= CONSIGNA =
Cambia "white glove" por "red glove" en los ítems siguientes y reprodúcelos sin ninguna otra modificación.

=====

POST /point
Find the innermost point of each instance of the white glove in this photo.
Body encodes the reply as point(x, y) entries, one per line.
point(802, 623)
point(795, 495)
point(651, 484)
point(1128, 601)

=====

= RESPUESTA CORRECTA =
POST /point
Find the innermost point of each instance of the red glove in this photo.
Body encodes the reply as point(x, y) entries, one per line.
point(802, 623)
point(795, 495)
point(651, 484)
point(1128, 601)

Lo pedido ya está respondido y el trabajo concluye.